* **Instructions for the task**:
Give only the lines from the one containing "Indicate the green" through the end of the material below, exactly as written.

* **Available data**:
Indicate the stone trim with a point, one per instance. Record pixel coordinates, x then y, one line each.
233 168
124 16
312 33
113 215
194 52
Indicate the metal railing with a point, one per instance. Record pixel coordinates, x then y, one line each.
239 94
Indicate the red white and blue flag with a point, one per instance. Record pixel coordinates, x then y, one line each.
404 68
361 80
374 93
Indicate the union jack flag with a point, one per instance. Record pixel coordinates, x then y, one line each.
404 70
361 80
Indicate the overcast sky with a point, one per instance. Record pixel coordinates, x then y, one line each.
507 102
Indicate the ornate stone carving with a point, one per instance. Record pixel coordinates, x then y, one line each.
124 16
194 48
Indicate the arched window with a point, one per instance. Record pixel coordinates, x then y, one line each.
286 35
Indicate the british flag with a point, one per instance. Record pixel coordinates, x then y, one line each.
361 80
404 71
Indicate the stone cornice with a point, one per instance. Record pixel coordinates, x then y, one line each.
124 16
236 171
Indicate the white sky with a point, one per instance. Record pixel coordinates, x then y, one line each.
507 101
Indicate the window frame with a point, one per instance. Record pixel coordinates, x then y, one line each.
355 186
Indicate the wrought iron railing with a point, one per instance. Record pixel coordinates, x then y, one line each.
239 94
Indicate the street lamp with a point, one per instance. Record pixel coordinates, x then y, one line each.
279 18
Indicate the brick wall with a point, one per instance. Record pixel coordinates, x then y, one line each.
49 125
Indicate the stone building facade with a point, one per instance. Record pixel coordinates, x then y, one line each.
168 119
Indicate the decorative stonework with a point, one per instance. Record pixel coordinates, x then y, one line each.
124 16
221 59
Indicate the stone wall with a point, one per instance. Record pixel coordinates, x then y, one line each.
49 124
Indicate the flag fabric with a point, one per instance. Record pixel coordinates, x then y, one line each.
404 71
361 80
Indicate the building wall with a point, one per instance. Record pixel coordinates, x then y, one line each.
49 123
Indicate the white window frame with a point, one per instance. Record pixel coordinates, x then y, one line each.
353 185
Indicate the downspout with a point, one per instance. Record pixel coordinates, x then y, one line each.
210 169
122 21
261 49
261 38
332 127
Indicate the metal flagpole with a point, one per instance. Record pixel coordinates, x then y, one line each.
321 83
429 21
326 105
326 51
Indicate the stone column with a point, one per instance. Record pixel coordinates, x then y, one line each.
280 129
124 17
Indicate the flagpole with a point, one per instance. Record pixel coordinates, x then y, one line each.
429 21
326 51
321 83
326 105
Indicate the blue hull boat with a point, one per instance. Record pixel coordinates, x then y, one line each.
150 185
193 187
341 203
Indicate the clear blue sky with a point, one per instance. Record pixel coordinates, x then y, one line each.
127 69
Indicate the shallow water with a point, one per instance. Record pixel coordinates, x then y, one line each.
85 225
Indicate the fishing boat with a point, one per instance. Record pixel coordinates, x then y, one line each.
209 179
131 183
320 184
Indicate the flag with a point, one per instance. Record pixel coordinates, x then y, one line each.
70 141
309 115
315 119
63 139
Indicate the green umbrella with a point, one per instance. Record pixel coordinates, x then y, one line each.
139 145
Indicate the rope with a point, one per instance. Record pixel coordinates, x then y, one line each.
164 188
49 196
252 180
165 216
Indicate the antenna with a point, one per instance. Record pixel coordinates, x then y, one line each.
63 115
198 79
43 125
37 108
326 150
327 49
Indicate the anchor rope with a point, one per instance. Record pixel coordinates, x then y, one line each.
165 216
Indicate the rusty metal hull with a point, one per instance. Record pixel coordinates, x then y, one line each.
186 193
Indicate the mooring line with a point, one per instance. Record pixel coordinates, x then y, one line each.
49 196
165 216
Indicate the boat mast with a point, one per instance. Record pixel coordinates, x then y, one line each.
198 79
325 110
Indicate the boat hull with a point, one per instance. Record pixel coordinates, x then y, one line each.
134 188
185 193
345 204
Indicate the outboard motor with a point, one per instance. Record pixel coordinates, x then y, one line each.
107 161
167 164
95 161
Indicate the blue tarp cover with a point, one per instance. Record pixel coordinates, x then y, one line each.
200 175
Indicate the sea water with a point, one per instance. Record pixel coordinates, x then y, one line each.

* **Result for this exercise**:
Indicate the green umbrella with a point, one per instance. Record pixel coordinates, x then y, one line each.
139 145
Indicate the rope with a point, one per instance. Record pixel coordinates, x then y, one line each.
164 188
49 196
252 180
165 216
Indicate the antenna with a point, one per instance. Record pixel coordinates, x then y, one line each.
63 115
198 79
43 125
37 108
326 150
327 49
Indicate the anchor rope with a point, one per instance. Record pixel coordinates, x then y, one line each.
165 216
Indicate the rusty metal hull with a point, one per instance. Record pixel coordinates, x then y, one line each.
186 193
Indicate the mooring line with a point, one per instance. Record pixel coordinates, x then y, one line each.
49 196
165 216
Indicate the boat mast with a point, one per instance. Record pixel coordinates, x then y, one line each.
198 79
325 110
Indicate the boat hull with a point, one per instance. Record pixel coordinates, x then y, one line each.
134 188
185 193
345 204
Indicate the outboard motor with a point, one per instance. Record pixel coordinates, x then y, one line each.
107 161
167 164
95 161
Indicate the blue tarp cover with a point, one per instance. Record pixel coordinates, x then y, one line each.
200 175
Indicate the sea water with a point, one per instance. Record pixel coordinates, x then y, one line each.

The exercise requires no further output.